----- DATASET ENTRIES

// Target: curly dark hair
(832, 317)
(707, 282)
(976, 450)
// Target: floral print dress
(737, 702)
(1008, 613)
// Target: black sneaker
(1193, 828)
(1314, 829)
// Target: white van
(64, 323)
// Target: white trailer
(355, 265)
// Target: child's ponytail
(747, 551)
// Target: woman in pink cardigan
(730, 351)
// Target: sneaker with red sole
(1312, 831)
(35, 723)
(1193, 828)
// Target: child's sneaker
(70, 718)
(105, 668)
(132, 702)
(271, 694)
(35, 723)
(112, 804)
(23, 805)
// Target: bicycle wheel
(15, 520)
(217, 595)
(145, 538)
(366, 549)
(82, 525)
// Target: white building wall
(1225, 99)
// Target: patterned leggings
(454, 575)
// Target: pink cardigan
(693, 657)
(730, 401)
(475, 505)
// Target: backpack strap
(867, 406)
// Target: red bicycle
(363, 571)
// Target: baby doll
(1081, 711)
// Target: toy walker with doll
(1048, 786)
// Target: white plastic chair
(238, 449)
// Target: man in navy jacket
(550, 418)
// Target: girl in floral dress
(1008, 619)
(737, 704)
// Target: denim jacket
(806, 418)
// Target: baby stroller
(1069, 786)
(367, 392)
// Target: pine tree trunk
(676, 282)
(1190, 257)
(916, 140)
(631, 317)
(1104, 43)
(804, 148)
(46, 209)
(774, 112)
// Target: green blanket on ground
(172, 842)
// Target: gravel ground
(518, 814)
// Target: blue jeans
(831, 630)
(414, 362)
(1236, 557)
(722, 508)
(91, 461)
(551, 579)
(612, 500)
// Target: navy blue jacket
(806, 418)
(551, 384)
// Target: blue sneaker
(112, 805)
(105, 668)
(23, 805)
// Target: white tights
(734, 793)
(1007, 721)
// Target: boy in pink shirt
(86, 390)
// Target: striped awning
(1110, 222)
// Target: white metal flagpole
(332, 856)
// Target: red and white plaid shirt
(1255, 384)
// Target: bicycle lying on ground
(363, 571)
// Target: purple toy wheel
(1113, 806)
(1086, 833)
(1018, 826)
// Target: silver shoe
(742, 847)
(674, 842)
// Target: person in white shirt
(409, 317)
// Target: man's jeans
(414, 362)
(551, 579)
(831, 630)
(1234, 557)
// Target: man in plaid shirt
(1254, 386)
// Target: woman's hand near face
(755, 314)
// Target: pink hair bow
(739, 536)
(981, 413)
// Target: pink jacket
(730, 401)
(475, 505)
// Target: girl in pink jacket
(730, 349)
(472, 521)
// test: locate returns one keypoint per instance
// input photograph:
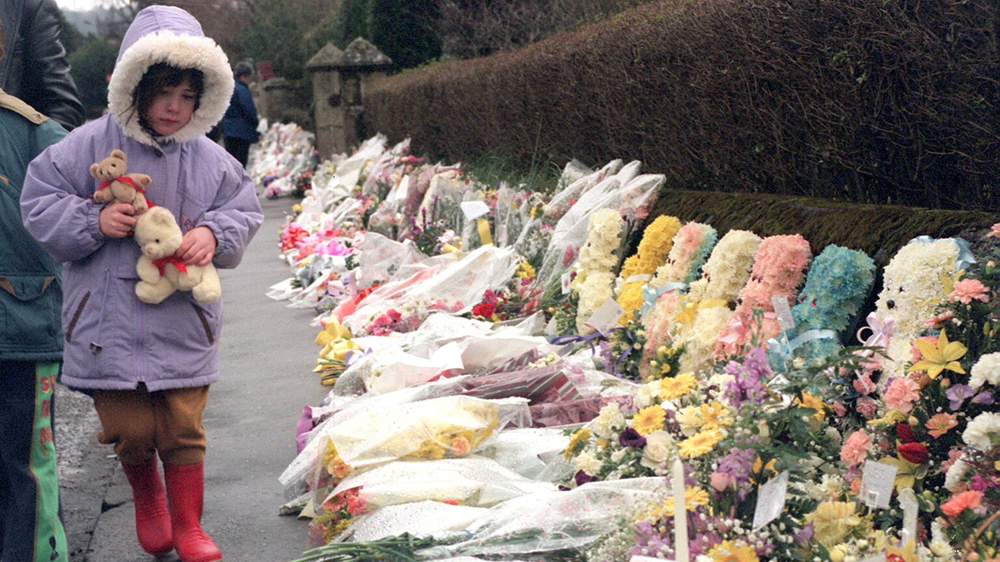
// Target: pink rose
(864, 384)
(867, 407)
(968, 290)
(855, 449)
(901, 394)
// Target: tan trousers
(140, 423)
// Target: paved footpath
(266, 356)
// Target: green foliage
(90, 66)
(405, 30)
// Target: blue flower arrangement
(835, 290)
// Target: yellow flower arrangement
(649, 420)
(728, 551)
(672, 388)
(576, 442)
(939, 356)
(833, 522)
(694, 497)
(702, 443)
(653, 249)
(811, 402)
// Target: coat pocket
(29, 310)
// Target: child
(148, 367)
(30, 349)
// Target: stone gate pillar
(339, 79)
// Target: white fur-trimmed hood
(171, 35)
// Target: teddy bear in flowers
(117, 185)
(160, 272)
(917, 280)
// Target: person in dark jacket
(239, 126)
(35, 68)
(30, 351)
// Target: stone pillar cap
(359, 55)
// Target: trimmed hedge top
(875, 102)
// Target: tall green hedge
(884, 101)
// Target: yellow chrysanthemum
(727, 551)
(694, 497)
(813, 403)
(672, 388)
(690, 420)
(703, 442)
(576, 442)
(939, 356)
(649, 420)
(715, 415)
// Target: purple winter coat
(114, 340)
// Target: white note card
(606, 317)
(770, 500)
(877, 482)
(474, 209)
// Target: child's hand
(198, 246)
(117, 220)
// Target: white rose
(986, 370)
(648, 394)
(979, 432)
(657, 451)
(955, 475)
(588, 463)
(609, 419)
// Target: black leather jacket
(34, 67)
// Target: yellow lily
(940, 356)
(333, 331)
(906, 472)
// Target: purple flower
(748, 378)
(984, 398)
(737, 464)
(631, 438)
(958, 394)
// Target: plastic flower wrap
(778, 270)
(656, 243)
(595, 270)
(916, 282)
(552, 521)
(836, 288)
(447, 427)
(631, 195)
(711, 299)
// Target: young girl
(148, 367)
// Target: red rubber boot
(152, 519)
(186, 491)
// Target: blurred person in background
(35, 67)
(30, 351)
(239, 126)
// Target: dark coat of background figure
(239, 125)
(35, 67)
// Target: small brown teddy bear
(117, 184)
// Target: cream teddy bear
(917, 280)
(161, 273)
(117, 184)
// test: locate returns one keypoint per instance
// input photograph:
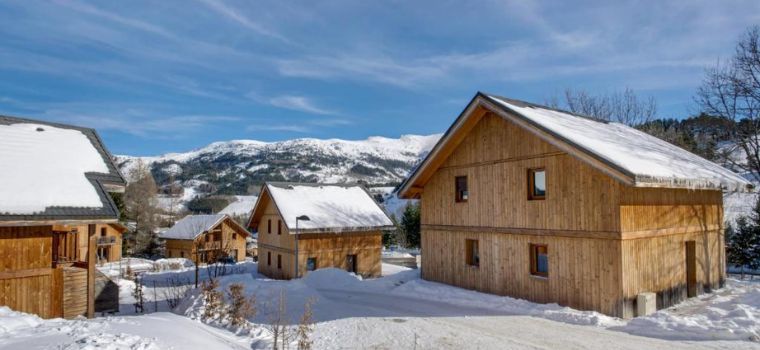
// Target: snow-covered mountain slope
(241, 166)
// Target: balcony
(108, 240)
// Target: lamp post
(302, 218)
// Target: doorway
(691, 269)
(351, 263)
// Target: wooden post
(92, 244)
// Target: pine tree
(410, 224)
(743, 242)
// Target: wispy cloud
(238, 17)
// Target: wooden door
(351, 263)
(691, 269)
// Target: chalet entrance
(691, 269)
(351, 263)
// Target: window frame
(534, 254)
(461, 196)
(532, 196)
(315, 263)
(472, 260)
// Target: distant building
(304, 227)
(54, 196)
(537, 203)
(205, 238)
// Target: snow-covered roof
(329, 207)
(58, 171)
(192, 226)
(241, 206)
(628, 154)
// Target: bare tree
(141, 205)
(731, 90)
(621, 106)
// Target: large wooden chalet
(206, 238)
(53, 195)
(304, 227)
(536, 203)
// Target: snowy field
(397, 311)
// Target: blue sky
(164, 76)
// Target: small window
(539, 260)
(472, 252)
(311, 264)
(461, 187)
(536, 184)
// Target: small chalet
(206, 238)
(304, 227)
(542, 204)
(54, 197)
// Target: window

----------

DIRECTIONS: Starting with the line that contains "Target: small window" and going on through the end of the records, recast those lines as a JSON list of strings, one string per line, leaving out any blank lines.

SOLUTION:
[
  "// Target: small window",
  "(539, 260)",
  "(472, 252)",
  "(311, 264)",
  "(461, 187)",
  "(536, 184)",
  "// Target: small chalet",
  "(206, 238)",
  "(304, 227)",
  "(542, 204)",
  "(54, 197)",
  "// Target: window"
]